● Actividad
Extrae todos los registros que aparecen a continuación y reprodúcelos línea por línea, sin alterar ningún carácter.

● Datos presentados
_ _ _ _

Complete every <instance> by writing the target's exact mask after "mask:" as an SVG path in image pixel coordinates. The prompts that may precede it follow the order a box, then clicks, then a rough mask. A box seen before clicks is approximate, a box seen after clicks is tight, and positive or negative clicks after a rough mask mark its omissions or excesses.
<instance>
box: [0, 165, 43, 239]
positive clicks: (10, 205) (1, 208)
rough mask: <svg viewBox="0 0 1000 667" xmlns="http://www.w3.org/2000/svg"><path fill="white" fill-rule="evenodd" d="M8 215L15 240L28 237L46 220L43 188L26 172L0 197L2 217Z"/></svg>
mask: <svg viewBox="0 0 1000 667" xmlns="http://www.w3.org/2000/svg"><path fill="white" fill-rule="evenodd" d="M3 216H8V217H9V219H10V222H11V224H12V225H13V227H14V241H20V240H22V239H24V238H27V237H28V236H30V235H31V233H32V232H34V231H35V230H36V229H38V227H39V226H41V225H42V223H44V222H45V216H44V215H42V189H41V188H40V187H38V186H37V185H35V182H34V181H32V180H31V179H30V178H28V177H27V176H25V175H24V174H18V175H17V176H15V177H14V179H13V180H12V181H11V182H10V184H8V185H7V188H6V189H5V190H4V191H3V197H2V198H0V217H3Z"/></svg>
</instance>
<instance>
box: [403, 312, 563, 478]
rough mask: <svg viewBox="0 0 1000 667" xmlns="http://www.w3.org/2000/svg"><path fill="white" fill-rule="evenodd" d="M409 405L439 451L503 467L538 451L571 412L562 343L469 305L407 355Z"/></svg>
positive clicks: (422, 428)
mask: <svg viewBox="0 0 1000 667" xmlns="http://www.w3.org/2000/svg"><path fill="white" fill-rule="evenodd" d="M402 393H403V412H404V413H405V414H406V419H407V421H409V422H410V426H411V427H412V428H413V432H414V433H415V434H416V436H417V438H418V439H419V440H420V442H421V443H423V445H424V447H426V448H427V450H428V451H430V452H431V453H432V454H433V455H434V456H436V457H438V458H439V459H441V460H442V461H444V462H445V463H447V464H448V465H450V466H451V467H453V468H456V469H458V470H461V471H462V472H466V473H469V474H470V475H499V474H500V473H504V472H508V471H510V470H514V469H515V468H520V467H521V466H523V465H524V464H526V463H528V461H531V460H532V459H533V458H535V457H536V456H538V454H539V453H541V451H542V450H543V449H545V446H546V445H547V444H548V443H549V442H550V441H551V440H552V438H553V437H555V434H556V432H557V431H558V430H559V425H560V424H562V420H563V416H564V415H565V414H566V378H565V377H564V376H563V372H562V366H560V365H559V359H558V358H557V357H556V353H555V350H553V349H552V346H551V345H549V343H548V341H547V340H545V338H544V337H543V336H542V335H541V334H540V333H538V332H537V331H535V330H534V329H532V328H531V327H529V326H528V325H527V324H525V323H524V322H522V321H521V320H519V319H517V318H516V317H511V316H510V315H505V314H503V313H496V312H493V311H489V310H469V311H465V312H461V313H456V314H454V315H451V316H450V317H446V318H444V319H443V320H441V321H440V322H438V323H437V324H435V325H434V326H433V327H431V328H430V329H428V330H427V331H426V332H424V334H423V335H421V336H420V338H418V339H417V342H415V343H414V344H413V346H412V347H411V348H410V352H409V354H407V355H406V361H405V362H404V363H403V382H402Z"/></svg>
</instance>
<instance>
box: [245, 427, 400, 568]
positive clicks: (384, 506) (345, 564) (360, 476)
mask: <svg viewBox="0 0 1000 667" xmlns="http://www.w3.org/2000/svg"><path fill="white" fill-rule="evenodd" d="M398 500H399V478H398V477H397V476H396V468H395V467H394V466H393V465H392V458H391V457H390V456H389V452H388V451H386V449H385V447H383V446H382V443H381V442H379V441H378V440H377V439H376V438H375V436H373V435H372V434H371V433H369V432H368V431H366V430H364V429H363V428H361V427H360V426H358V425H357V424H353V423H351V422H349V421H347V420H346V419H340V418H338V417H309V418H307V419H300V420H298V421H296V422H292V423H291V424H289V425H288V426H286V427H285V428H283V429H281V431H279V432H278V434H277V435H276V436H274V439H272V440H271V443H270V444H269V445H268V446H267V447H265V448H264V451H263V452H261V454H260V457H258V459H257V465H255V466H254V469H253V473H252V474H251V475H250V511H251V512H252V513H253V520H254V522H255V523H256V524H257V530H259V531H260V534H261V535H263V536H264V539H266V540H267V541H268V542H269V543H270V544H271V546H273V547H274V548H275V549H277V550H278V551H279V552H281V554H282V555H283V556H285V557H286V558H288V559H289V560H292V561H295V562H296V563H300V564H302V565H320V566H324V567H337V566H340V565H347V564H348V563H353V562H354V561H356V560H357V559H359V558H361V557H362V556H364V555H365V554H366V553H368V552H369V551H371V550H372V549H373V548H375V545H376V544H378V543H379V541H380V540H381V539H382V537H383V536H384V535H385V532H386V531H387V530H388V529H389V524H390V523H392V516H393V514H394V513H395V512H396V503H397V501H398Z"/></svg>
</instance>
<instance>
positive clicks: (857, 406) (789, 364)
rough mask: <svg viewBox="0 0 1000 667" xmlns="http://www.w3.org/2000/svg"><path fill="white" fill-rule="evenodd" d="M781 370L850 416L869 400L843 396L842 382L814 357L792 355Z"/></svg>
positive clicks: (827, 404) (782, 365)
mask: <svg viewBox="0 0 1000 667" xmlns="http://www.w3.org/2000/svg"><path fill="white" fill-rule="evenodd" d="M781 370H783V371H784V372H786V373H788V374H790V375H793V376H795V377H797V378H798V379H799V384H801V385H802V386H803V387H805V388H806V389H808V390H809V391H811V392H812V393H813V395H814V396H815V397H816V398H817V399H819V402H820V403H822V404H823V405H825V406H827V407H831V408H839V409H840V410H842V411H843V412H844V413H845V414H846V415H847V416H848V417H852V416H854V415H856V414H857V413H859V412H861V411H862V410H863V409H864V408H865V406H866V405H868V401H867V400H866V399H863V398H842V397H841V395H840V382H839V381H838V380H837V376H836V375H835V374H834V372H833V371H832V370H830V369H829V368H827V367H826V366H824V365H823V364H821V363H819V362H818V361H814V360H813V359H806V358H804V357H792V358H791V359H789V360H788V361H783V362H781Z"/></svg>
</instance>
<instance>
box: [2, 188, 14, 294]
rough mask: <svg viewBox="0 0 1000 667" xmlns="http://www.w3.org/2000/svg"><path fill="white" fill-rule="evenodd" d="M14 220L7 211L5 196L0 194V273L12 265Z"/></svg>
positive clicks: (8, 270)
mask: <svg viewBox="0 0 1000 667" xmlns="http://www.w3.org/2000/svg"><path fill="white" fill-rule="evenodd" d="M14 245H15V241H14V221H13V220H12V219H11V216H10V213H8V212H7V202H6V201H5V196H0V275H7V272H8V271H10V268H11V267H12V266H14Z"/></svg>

_ _ _ _

● Resultado del ejercicio
Complete every <instance> by writing the target's exact mask after "mask:" as an SVG path in image pixel coordinates. The prompts that may precede it follow the order a box, then clicks, then a rough mask. A box seen before clicks is approximate, a box seen after clicks is tight, and positive or negative clicks after a rough mask mark its omissions or excesses.
<instance>
box: [0, 165, 43, 239]
positive clicks: (10, 205) (1, 208)
rough mask: <svg viewBox="0 0 1000 667" xmlns="http://www.w3.org/2000/svg"><path fill="white" fill-rule="evenodd" d="M8 215L15 240L28 237L46 220L43 188L26 172L0 197L2 217Z"/></svg>
mask: <svg viewBox="0 0 1000 667" xmlns="http://www.w3.org/2000/svg"><path fill="white" fill-rule="evenodd" d="M3 216H8V217H9V219H10V222H11V224H12V225H13V227H14V241H20V240H22V239H24V238H27V237H28V236H30V235H31V233H32V232H34V231H35V230H36V229H38V227H39V226H41V225H42V223H44V222H45V216H44V215H42V189H41V188H40V187H38V186H37V185H35V182H34V181H32V180H31V179H30V178H28V177H27V176H25V175H24V174H18V175H17V176H15V177H14V179H13V180H12V181H11V182H10V184H8V185H7V188H6V189H5V190H4V191H3V197H2V198H0V217H3Z"/></svg>
</instance>
<instance>
box: [403, 312, 563, 478]
rough mask: <svg viewBox="0 0 1000 667" xmlns="http://www.w3.org/2000/svg"><path fill="white" fill-rule="evenodd" d="M409 405L439 451L503 467L538 451L571 412L562 343L469 305L407 355Z"/></svg>
positive clicks: (422, 428)
mask: <svg viewBox="0 0 1000 667" xmlns="http://www.w3.org/2000/svg"><path fill="white" fill-rule="evenodd" d="M402 393H403V412H404V413H405V414H406V419H407V421H409V422H410V426H411V427H412V428H413V432H414V433H415V434H416V436H417V438H418V439H419V440H420V442H421V443H423V445H424V447H426V448H427V450H428V451H430V452H431V453H432V454H433V455H434V456H436V457H438V458H439V459H441V460H442V461H444V462H445V463H447V464H448V465H450V466H451V467H453V468H456V469H458V470H461V471H462V472H466V473H469V474H470V475H499V474H500V473H504V472H508V471H510V470H514V469H515V468H520V467H521V466H523V465H524V464H526V463H528V461H531V460H532V459H533V458H535V457H536V456H538V454H539V453H541V451H542V450H543V449H545V446H546V445H547V444H548V443H549V442H550V441H551V440H552V438H553V437H555V434H556V432H557V431H558V430H559V425H560V424H562V420H563V416H564V415H565V414H566V378H565V377H564V376H563V372H562V366H560V365H559V359H558V358H557V357H556V353H555V350H553V349H552V346H551V345H549V343H548V341H547V340H545V338H544V337H543V336H542V335H541V334H540V333H538V332H537V331H535V330H534V329H532V328H531V327H529V326H528V325H527V324H525V323H524V322H522V321H521V320H519V319H517V318H516V317H511V316H510V315H505V314H503V313H496V312H493V311H489V310H469V311H465V312H461V313H456V314H454V315H451V316H450V317H446V318H444V319H443V320H441V321H440V322H438V323H437V324H435V325H434V326H433V327H431V328H430V329H428V330H427V331H426V332H424V334H423V335H421V336H420V338H418V339H417V342H415V343H414V344H413V346H412V347H411V348H410V352H409V354H407V355H406V361H405V362H404V363H403V382H402Z"/></svg>
</instance>
<instance>
box: [245, 427, 400, 568]
positive clicks: (384, 506) (345, 564) (360, 476)
mask: <svg viewBox="0 0 1000 667" xmlns="http://www.w3.org/2000/svg"><path fill="white" fill-rule="evenodd" d="M398 500H399V478H398V477H397V476H396V468H395V467H394V466H393V465H392V458H391V457H390V456H389V452H388V451H386V449H385V447H383V446H382V443H381V442H379V441H378V440H377V439H376V438H375V436H373V435H372V434H371V433H369V432H368V431H366V430H364V429H363V428H361V427H360V426H358V425H357V424H353V423H351V422H349V421H347V420H346V419H340V418H338V417H309V418H307V419H300V420H298V421H296V422H292V423H291V424H289V425H288V426H286V427H285V428H283V429H281V431H279V432H278V434H277V435H276V436H274V439H272V440H271V443H270V444H269V445H268V446H267V447H265V448H264V451H263V452H261V454H260V457H258V459H257V465H255V466H254V469H253V473H252V474H251V475H250V511H251V512H252V513H253V520H254V522H255V523H256V524H257V530H259V531H260V534H261V535H263V536H264V539H266V540H267V541H268V542H269V543H270V544H271V546H273V547H274V548H275V549H277V550H278V551H279V552H281V554H282V555H283V556H285V557H286V558H288V559H289V560H292V561H295V562H296V563H300V564H302V565H320V566H324V567H337V566H340V565H347V564H348V563H353V562H354V561H356V560H357V559H359V558H361V557H362V556H364V555H365V554H366V553H368V552H369V551H371V550H372V549H373V548H375V545H376V544H378V543H379V541H380V540H381V539H382V537H383V536H384V535H385V532H386V531H387V530H388V529H389V524H390V523H392V516H393V514H394V513H395V512H396V503H397V501H398Z"/></svg>
</instance>
<instance>
positive clicks: (857, 406) (789, 364)
rough mask: <svg viewBox="0 0 1000 667" xmlns="http://www.w3.org/2000/svg"><path fill="white" fill-rule="evenodd" d="M781 370L850 416L869 400L843 396L842 382L814 357L792 355Z"/></svg>
positive clicks: (827, 404) (782, 365)
mask: <svg viewBox="0 0 1000 667" xmlns="http://www.w3.org/2000/svg"><path fill="white" fill-rule="evenodd" d="M781 370H783V371H784V372H786V373H788V374H790V375H793V376H795V377H797V378H798V379H799V384H801V385H802V386H803V387H805V388H806V389H808V390H809V391H811V392H812V393H813V395H814V396H815V397H816V398H817V399H819V402H820V403H822V404H823V405H825V406H827V407H831V408H839V409H840V410H842V411H843V412H844V413H845V414H846V415H847V416H848V417H852V416H854V415H856V414H857V413H859V412H861V411H862V410H863V409H864V408H865V406H866V405H868V401H867V400H866V399H863V398H842V397H841V395H840V382H839V381H838V380H837V376H836V375H835V374H834V372H833V371H832V370H830V369H829V368H827V367H826V366H824V365H823V364H821V363H819V362H818V361H814V360H813V359H806V358H804V357H792V358H791V359H789V360H788V361H783V362H781Z"/></svg>
</instance>
<instance>
box: [2, 188, 14, 294]
rough mask: <svg viewBox="0 0 1000 667" xmlns="http://www.w3.org/2000/svg"><path fill="white" fill-rule="evenodd" d="M14 220L7 211L5 196L0 194V273L12 265Z"/></svg>
positive clicks: (8, 270)
mask: <svg viewBox="0 0 1000 667" xmlns="http://www.w3.org/2000/svg"><path fill="white" fill-rule="evenodd" d="M14 245H15V241H14V221H13V220H12V219H11V216H10V213H8V212H7V202H6V201H5V196H0V275H7V272H8V271H10V268H11V267H12V266H14Z"/></svg>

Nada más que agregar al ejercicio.